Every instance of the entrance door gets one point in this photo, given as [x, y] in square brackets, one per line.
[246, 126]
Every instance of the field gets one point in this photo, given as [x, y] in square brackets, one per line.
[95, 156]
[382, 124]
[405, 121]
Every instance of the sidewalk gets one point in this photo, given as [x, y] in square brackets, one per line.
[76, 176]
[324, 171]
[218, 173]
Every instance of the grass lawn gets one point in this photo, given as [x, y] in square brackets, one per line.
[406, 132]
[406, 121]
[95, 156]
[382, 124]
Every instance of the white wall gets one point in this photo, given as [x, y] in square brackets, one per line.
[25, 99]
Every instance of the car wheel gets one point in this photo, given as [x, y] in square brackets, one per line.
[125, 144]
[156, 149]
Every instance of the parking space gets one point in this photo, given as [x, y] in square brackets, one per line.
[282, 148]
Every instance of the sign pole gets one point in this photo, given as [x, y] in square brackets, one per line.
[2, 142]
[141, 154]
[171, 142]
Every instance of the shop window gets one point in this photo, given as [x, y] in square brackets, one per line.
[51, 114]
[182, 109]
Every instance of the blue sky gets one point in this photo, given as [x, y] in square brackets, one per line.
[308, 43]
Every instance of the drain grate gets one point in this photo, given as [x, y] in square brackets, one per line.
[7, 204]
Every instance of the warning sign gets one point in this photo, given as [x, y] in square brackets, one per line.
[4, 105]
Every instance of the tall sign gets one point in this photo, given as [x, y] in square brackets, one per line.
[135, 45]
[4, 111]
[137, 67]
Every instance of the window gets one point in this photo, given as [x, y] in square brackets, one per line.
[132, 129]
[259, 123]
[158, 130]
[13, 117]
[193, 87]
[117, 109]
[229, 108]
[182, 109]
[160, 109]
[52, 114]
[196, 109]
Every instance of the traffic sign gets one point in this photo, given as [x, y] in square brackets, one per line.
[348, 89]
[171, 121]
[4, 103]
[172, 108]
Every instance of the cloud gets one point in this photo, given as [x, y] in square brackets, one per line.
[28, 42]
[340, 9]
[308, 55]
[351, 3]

^^^^

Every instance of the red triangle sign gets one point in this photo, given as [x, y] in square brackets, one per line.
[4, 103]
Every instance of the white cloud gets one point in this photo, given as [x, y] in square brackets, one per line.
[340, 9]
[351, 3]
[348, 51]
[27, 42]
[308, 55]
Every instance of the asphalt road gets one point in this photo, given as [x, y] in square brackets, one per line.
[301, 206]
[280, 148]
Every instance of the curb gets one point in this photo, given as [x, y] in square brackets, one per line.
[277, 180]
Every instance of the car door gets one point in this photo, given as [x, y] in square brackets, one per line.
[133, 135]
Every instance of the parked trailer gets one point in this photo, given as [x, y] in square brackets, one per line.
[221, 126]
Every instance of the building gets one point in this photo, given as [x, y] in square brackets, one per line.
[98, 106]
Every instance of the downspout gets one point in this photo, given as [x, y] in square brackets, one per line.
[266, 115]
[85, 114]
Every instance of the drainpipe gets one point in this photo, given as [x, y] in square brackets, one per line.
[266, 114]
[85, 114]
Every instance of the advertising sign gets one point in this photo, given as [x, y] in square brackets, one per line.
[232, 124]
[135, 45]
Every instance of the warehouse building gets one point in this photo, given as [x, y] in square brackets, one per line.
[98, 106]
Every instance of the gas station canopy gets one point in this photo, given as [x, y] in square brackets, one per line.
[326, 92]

^^^^

STATED GOAL: How many lines in the rows above contain the word "cloud"? Reply with the number alone.

FINISHED ANSWER: 2